PROMPT:
Tally the lines below that contain the string "spot", with case counting, and reply with the number alone.

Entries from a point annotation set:
|---|

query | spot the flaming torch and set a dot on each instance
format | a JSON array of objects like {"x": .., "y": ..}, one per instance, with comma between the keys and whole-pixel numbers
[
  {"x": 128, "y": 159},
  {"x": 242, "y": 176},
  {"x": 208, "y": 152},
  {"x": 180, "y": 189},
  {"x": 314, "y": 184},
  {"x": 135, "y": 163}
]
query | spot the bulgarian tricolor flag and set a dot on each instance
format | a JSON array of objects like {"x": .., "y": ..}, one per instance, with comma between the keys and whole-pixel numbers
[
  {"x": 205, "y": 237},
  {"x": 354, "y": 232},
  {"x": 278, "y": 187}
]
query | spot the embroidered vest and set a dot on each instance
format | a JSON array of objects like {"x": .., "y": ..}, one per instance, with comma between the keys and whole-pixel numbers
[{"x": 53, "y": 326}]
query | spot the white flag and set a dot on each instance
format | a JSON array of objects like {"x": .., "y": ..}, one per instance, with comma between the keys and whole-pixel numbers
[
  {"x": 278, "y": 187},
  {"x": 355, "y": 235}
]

|---|

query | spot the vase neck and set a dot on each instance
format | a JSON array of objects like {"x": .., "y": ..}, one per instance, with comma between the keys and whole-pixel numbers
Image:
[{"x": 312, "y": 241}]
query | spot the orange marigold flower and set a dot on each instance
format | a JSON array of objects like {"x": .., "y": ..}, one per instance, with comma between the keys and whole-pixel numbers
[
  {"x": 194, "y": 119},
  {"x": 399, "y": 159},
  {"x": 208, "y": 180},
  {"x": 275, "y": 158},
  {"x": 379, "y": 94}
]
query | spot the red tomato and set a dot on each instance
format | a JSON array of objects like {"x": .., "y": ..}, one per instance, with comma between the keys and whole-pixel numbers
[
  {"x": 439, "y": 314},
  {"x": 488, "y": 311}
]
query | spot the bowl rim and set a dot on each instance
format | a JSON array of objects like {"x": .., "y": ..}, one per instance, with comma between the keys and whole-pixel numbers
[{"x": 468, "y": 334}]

|---|

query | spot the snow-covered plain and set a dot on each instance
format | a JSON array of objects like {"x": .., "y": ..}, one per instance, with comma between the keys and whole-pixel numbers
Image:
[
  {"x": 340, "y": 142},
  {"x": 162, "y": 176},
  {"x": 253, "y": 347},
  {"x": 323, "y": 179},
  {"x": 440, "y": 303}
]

|---|

ANSWER TO THE EXERCISE:
9